EXERCISE TEXT
━━━━━━━━

If you decide to go with our recommended option you will need to follow these steps provided by TRUEGRID:
When we construct our temporary parking lot, we’ll add here videos discussing and teaching each of the above steps.
VIDEOS COMING FOR EACH OF THE ABOVE STEPS FOR CONSTRUCTING A TRUEGRID® TEMPORARY PARKING LOT
Workplace safety and security are the main priorities of any construction project. Nearly every construction site requires the set up of a temporary screening fence with a security lock to protect against unauthorized access and entry into the area. Depending on location, surrounding land use, and planned construction site security, a lockable chain link fence and lighting should be considered. Along with the construction fence, it is important to have proper signage surround the construction site perimeter as well. The signage around and inside the site will notify the public and/or construction workers that they are entering a construction zone. It will also identify all workplace safety hazards such as falls, holes, stairways, etc. Be sure to check with your city’s code and permitting department to determine if a construction fence is required.
Our research shows a simple parking lot constructed using asphalt and providing 500 spaces will cost approximately $500,000. This equates to $5.77 per square foot. For more complex parking structures with additional features such as a gated system, multiple levels, etc., you should start with a planned budget of about $81 per sq ft. Our initial temporary parking lot (for 150 cars) will cost approximately $95,000 and will reduce the total cost of part of our asphalt parking lot because we’ll be able to build it directly over the temporary parking lot. We’ll update these numbers with our own data as we construct our parking lot as part of the Highest Good Housing component.
Q: Is this guide complete?
No, we won’t consider this guide a complete and usable tutorial until we finish our own construction of this component, confirm all the details, and add to this page all the related videos, experience, and other updates from that build. In the meantime, we’re always happy to have the help of any qualified and experienced individuals with input that may make it better.
Q: Why do you consider asphalt the most sustainable choice?

━━━━━━━━

DATA EXCERPT
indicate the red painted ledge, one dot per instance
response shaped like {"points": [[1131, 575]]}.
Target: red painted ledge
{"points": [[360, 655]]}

━━━━━━━━

WHAT TO WORK ON
Continue the parking lot construction guide from its last line.

RESPONSE TO THIS TASK
Asphalt is a fossil-fuel based material and fossil fuels require a lot of energy to extract and cause significant environmental destruction. Unfortunately, chip seal roads and parking lots are also fossil-fuel based and gravel and decomposed granite also require a lot of energy to mine and cause significant environmental destruction too. What makes us recommend asphalt over these other options is its increased durability under heavy use and in extreme weather and the fact that it is 100% recyclable.25 This lifespan and the ability to tear it up and resurface your parking lot with the same materials it was originally constructed with make asphalt the least destructive and most sustainable option overall.
One Community will grow to a community of over 2000 permanent residents and hosting over 100,000 people annually. This includes an initial phase of development with 250 camp sites and plans for small festivals and other events open to the public. Through all of this we plan to remain a walk-in community, so all cars will be parked at the perimeter and necessary inner-community transportation will be handled by quieter, safer, and more sustainable electric vehicles.
Q: So nobody will be able to actually drive into One Community?
That is correct. People will park at the perimeter and be met by a hospitality guide in an electric vehicle. This guide will provide them a tour of the property, explanations of all the things to do and see, and transportation to their accommodations. From there movement around the property will be by walking, biking or, in the case of those who are mobility impaired, electric scooter or cart.